USING THE INFORMATION —
1. Retype the passage on feeding silage at a cattle feedlot word for word, from "The stack was" to "a vitamin-mineral premix.".
2. Continue the article about feeding silage to feedlot cattle, starting after its last sentence.

SELECTED TEXT —
------------------------------------

The stack was opened in mid-December, with silage analysed before being incorporated into the feedlot’s background, induction, intermediatory and finishing rations. The revised rations now comprise cereal silage, lucerne hay, barley, cottonseed, vegetable oil and a vitamin-mineral premix.

“We were really impressed – the smell was excellent and there was no spoilage,” Greg says.
“The real test is always in the feed bunk. The cattle just took to it.”

An eight tonne excavator is used to ‘rake’ a one metre deep cut down the face of the stack each day. A 12 t wheeled loader then loads the silage into a twin screw vertical mixer wagon, along with the other ingredients.

“Keeping the face clean helps to reduce spoilage, which gives us more dry matter to feed,” Greg says. “If you work upwards, you can create seams that allow oxygen to penetrate the stack, causing spoilage.”

With silage on the menu for less than three months, Greg is yet to crunch the numbers but he has seen a noticeable improvement in livestock performance. “We are getting higher feed intake, higher conversion rates and faster growth rates, which reduces our cost of gain and that’s what keeps our customers coming back,” he says.

“To us, silage is about delivering a highly digestible and palatable fibre source rather than protein or energy. One of its big advantages is the reduced need for hay or straw – everyone hates grinding hay.

------------------------------------

RECORDS PROVIDED —

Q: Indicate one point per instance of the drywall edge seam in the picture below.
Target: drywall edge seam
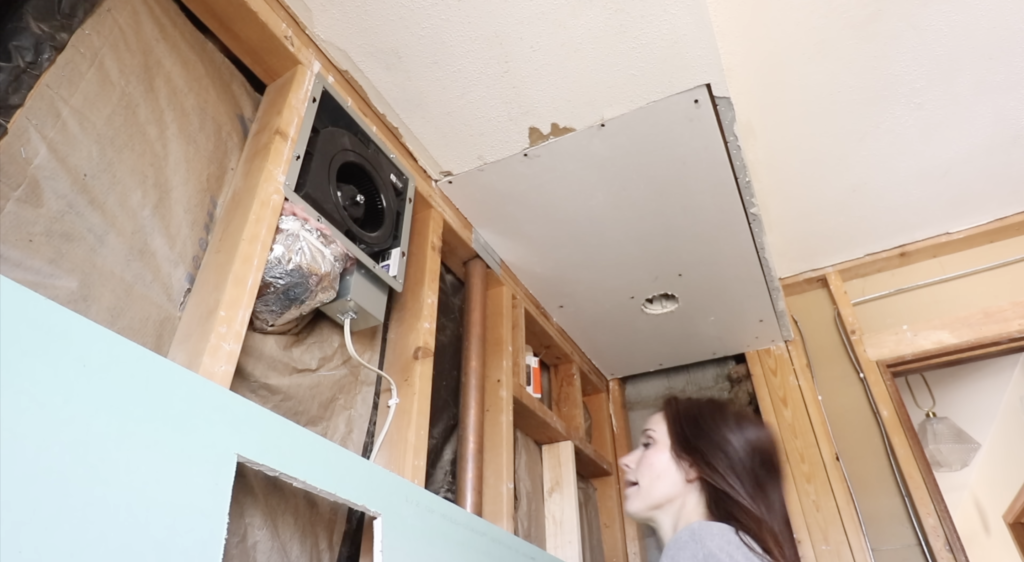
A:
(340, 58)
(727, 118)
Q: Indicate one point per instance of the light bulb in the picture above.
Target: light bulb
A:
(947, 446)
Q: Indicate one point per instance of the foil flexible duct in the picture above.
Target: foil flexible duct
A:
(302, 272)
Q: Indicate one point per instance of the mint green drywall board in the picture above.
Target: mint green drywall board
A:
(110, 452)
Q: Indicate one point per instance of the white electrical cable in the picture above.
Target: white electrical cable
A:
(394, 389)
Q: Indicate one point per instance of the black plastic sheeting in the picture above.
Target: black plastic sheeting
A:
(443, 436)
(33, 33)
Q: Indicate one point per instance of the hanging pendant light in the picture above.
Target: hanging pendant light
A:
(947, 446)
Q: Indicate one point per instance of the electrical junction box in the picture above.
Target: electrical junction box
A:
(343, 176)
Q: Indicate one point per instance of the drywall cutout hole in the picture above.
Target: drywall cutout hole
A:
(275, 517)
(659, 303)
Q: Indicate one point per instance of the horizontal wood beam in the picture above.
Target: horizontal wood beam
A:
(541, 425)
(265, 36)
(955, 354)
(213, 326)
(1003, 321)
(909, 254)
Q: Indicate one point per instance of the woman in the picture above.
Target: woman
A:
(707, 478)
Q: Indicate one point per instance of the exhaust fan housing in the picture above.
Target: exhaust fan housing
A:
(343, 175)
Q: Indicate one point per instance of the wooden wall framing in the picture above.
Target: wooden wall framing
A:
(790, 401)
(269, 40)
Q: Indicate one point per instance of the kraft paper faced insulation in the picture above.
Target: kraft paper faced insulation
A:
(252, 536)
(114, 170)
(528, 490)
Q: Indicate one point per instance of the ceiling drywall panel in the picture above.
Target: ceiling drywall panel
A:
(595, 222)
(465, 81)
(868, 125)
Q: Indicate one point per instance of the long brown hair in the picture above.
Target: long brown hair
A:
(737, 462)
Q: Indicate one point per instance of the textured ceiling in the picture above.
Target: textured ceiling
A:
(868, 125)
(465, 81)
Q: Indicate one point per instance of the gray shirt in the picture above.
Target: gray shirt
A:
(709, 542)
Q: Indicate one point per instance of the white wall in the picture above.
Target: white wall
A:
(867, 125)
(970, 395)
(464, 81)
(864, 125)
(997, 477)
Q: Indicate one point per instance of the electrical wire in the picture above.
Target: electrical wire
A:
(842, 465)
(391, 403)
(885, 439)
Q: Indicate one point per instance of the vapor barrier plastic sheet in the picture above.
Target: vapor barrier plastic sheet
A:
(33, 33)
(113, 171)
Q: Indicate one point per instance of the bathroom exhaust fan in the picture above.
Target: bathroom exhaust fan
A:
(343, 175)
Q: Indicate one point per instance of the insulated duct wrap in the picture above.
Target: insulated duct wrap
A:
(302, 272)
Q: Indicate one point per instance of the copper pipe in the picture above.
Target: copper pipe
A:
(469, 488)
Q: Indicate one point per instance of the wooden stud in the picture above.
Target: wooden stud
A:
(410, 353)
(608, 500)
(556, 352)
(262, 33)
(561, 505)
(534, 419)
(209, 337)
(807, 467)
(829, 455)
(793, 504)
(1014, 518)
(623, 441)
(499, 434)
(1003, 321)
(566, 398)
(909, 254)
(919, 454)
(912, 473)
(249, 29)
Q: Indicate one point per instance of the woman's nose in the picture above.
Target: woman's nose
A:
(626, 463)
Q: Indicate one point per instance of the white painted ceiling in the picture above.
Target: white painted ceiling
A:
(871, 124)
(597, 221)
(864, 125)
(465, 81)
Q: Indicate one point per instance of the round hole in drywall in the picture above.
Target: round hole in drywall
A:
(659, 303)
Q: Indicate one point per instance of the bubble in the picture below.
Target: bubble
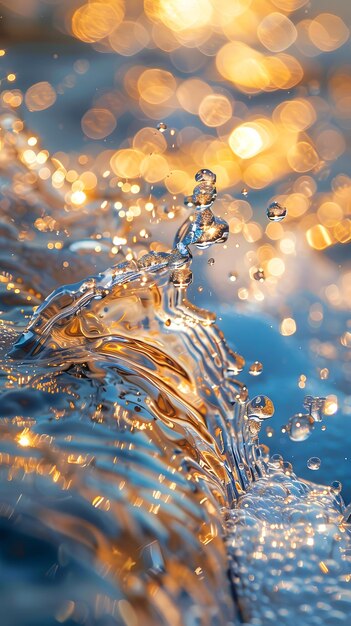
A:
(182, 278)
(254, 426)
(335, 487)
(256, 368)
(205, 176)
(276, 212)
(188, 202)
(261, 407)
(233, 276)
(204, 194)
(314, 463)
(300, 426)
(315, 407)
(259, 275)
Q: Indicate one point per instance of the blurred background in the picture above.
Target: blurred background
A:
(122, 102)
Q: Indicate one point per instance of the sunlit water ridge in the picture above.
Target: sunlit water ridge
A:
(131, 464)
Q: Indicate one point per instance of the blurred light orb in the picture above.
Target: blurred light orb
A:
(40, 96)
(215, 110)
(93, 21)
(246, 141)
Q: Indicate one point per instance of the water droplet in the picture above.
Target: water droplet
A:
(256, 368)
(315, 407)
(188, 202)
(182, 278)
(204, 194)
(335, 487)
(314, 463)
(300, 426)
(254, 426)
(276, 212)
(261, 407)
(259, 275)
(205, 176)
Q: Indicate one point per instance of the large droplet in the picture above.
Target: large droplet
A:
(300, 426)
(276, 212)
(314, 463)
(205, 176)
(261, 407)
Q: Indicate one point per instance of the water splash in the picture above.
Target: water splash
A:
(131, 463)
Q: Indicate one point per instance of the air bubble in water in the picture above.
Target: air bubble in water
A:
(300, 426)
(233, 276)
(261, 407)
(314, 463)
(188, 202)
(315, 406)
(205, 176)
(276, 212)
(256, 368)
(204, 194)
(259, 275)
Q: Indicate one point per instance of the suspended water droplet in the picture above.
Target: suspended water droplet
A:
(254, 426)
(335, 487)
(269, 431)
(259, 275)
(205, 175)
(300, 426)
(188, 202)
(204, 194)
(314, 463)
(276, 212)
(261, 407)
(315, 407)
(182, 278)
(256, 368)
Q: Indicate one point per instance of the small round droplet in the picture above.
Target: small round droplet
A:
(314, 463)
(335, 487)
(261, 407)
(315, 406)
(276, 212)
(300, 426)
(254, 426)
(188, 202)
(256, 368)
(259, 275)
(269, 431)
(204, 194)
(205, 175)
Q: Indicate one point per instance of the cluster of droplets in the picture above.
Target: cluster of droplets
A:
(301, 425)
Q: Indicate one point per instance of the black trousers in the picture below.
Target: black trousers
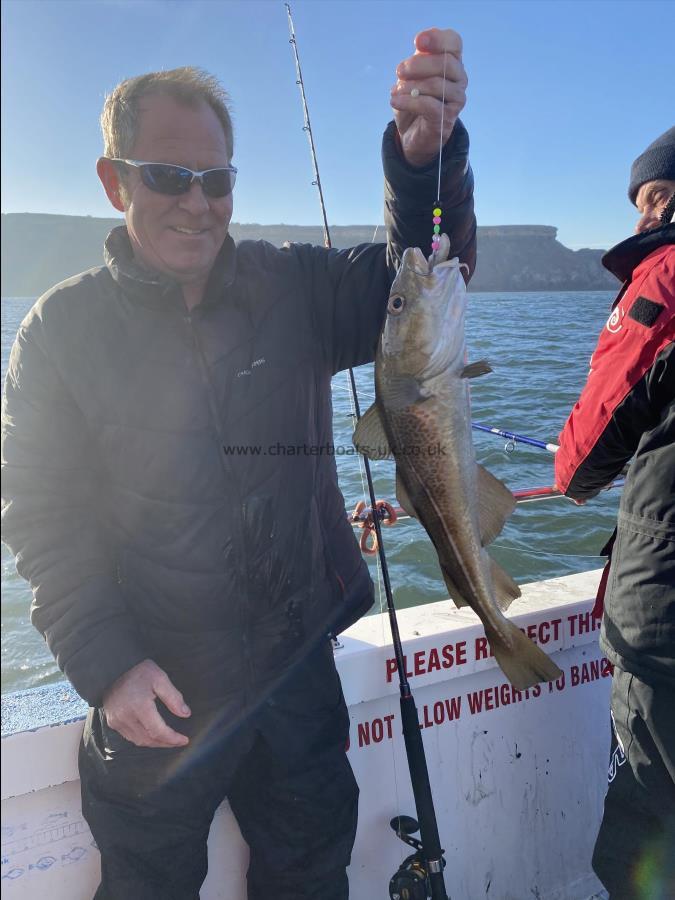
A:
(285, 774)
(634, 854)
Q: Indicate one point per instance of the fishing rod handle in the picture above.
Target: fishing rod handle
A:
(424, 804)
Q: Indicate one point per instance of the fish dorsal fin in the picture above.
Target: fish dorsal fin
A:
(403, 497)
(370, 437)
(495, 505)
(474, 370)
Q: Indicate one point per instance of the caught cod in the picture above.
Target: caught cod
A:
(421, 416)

------------------------------------

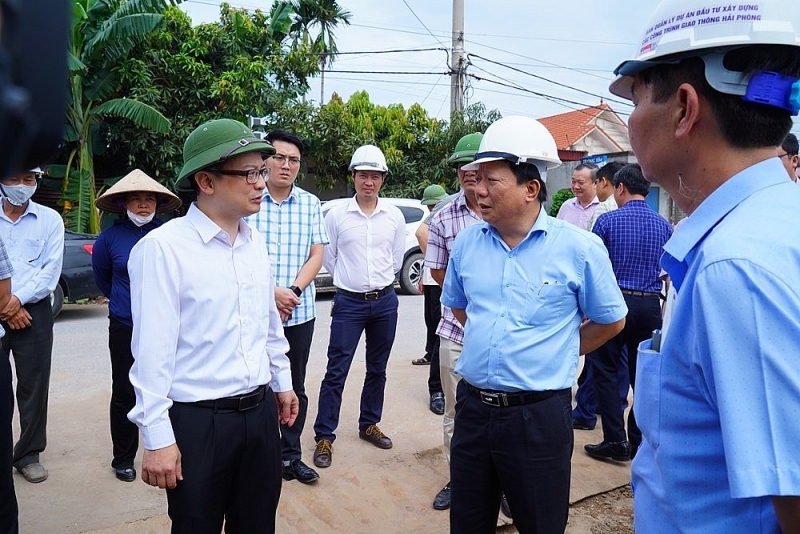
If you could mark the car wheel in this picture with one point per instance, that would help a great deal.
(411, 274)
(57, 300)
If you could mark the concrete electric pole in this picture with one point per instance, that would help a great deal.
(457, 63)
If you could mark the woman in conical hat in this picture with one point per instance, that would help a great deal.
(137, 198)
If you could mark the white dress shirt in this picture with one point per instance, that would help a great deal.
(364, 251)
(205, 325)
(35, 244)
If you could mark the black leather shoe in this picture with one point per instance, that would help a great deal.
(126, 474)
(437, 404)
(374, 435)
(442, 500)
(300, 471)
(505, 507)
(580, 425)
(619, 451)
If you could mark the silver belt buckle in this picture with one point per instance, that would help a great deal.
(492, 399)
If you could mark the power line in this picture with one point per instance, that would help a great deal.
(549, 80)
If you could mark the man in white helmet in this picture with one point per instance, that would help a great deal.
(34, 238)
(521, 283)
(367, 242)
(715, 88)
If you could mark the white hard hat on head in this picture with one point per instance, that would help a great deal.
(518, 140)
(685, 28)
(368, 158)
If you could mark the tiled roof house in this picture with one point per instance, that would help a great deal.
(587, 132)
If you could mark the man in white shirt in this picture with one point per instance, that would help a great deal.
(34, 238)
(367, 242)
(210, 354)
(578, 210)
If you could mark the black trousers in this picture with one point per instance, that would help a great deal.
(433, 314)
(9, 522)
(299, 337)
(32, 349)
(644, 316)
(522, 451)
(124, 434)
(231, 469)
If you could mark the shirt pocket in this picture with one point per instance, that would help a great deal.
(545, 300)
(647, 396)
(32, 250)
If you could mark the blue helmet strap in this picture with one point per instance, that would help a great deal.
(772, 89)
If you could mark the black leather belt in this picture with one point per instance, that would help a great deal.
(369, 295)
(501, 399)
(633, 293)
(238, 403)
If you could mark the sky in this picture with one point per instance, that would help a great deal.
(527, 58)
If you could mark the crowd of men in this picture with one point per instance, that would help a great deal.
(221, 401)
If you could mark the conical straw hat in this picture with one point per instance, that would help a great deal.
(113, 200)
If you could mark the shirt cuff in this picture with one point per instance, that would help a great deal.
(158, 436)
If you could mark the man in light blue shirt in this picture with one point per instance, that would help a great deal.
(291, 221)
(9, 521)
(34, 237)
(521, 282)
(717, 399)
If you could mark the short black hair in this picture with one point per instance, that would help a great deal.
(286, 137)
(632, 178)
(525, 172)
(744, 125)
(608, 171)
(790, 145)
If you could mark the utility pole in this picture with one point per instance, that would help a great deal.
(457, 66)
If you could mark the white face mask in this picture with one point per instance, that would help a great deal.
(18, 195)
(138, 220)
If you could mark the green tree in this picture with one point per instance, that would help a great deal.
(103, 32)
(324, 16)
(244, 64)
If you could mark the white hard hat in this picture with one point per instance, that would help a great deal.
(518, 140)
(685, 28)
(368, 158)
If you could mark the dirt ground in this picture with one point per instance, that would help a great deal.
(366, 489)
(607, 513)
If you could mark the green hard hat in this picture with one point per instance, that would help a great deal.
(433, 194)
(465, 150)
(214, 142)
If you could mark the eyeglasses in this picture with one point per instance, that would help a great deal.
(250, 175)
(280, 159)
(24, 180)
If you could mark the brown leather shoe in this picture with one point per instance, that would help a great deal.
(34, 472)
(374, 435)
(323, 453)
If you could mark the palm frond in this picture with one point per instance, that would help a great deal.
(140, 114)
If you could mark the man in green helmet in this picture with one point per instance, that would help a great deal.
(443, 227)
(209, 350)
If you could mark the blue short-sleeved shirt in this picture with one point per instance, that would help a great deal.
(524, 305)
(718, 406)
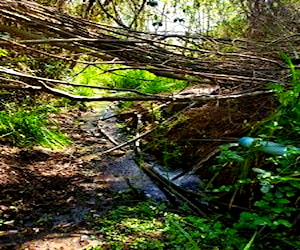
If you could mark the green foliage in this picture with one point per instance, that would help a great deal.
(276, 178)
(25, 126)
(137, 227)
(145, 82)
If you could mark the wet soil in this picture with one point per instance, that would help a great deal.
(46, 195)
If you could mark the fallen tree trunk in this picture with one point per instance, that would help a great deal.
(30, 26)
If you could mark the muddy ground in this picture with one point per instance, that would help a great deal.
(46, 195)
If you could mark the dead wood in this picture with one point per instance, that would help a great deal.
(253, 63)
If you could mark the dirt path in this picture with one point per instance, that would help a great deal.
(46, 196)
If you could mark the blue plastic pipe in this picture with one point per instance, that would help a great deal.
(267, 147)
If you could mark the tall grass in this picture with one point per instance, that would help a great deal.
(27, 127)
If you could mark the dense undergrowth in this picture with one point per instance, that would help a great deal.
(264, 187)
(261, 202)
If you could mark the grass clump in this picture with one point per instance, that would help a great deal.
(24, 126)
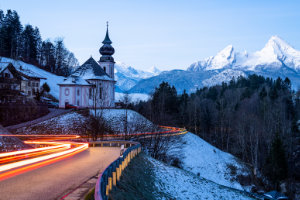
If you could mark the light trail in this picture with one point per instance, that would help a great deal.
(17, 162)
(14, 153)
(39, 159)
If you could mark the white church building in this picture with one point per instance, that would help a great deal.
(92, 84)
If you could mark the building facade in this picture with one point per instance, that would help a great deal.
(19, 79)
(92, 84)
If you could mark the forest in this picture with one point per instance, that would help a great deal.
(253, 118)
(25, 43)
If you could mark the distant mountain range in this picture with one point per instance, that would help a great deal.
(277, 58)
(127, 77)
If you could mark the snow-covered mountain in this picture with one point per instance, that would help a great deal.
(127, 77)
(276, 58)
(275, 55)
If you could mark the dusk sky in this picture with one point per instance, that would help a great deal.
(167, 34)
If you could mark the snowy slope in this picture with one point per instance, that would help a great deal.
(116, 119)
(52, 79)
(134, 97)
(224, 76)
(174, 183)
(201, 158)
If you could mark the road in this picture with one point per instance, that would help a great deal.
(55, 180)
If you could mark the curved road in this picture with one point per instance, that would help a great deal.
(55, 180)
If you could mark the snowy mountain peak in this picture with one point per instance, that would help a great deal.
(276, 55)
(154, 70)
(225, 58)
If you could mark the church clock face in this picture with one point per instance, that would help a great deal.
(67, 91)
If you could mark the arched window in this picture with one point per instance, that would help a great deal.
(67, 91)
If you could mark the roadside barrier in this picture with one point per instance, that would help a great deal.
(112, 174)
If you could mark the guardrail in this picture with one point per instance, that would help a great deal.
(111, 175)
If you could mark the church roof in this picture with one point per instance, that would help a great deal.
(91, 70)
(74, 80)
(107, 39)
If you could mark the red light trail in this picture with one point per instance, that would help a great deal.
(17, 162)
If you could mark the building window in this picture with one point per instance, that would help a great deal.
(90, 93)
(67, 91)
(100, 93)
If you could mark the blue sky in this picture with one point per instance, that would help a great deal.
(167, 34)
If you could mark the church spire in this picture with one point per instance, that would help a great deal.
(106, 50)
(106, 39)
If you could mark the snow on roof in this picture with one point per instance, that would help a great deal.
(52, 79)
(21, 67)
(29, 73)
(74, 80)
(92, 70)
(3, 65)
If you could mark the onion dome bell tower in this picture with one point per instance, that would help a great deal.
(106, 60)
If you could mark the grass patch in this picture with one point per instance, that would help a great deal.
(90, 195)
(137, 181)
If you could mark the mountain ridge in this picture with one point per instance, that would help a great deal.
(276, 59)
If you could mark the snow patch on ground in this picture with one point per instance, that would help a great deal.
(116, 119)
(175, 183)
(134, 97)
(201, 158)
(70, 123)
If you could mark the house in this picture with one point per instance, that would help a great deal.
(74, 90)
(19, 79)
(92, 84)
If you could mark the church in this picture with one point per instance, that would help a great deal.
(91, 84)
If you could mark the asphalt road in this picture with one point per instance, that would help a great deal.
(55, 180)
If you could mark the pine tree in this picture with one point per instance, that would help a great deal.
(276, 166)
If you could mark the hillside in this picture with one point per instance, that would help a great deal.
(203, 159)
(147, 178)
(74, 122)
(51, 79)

------------------------------------

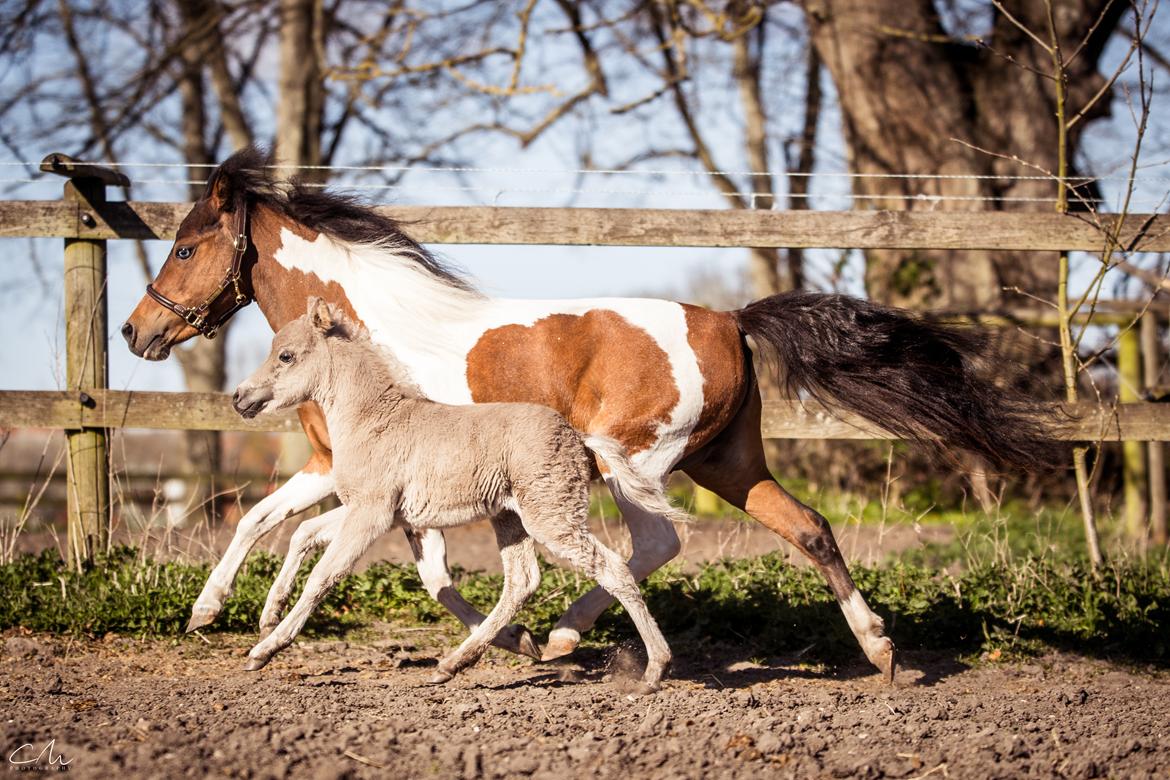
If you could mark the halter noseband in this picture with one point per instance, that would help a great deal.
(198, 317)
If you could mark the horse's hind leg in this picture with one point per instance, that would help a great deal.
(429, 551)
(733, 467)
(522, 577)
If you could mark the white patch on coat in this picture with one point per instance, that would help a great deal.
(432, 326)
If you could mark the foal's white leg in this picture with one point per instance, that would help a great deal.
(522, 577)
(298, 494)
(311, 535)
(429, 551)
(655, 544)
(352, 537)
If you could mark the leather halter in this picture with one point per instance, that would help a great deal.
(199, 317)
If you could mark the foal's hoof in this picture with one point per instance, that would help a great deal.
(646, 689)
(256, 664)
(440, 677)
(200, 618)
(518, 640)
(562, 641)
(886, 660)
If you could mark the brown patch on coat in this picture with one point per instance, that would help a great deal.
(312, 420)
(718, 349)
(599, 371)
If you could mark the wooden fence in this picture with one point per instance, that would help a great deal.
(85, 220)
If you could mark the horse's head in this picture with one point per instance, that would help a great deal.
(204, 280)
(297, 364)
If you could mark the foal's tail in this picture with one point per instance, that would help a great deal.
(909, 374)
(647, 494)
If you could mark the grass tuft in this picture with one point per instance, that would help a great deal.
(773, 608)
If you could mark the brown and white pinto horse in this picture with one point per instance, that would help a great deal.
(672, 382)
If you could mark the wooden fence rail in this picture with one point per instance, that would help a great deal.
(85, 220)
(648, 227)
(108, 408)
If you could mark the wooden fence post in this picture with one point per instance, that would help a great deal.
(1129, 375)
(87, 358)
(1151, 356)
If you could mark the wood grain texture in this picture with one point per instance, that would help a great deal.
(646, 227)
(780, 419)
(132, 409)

------------------------------------

ANSWERS TO THE TASKS —
1.
The stack was opened in mid-December, with silage analysed before being incorporated into the feedlot’s background, induction, intermediatory and finishing rations. The revised rations now comprise cereal silage, lucerne hay, barley, cottonseed, vegetable oil and a vitamin-mineral premix.

2.
“We’re saving at least 10 minutes each load because we don’t have to chop the hay to the correct length. Also, we don’t need to add as much water because the silage is already moist. Visually, the new ration holds together much better.”

Greg expects the decision to incorporate silage into the ration will significantly boost the feedlot’s bottom line. “Silage protects us against feed shortages, high prices or variable quality,” he says.

“Last year, we spent more than $200,000 on hay. By comparison, we spent about $50,000 growing a wheat crop and then $60,000 harvesting it for silage, so from a cost point of view, it’s a no-brainer.

“More importantly, we have locked in our feed price and supply for the next 12 months. Now that we have the confidence, we will produce even more silage in those years where we can and try to put 4000 tonnes into storage, which will be sufficient to keep us going for two years.”

Technical Services Manager, David Lewis, says Royal Oak Beef followed the modern ‘silage roadmap’. “This operation was carefully planned from the outset in terms of feed requirements, crop management and storage requirements,” he says.

“The crop was managed and inspected throughout the season, it was harvested by experienced contactors using modern equipment, and it was ensiled and stored using the latest inoculant and sealing technology.

“The bottom line is that Royal Oak Beef is feeding a home-grown source of clean, hygienic feed to cattle that are healthy and performing well. The operators have achieved control over their costs and secured their feed supply.”

Greg says silage can be utilised by any beef producer. “If we can do this, anyone can,” he says. “About the only proviso is that your feeding requirements are sufficient to make it worthwhile using a contractor – I’d say the starting point is about 500 to 1000 tonnes, and that means you have to have the cattle to put in front of it.

Royal Oak Beef has about 2500 cattle on feed at any one time. “We occasionally put in our own cattle but we are predominantly focussed on custom feeding,” Greg says.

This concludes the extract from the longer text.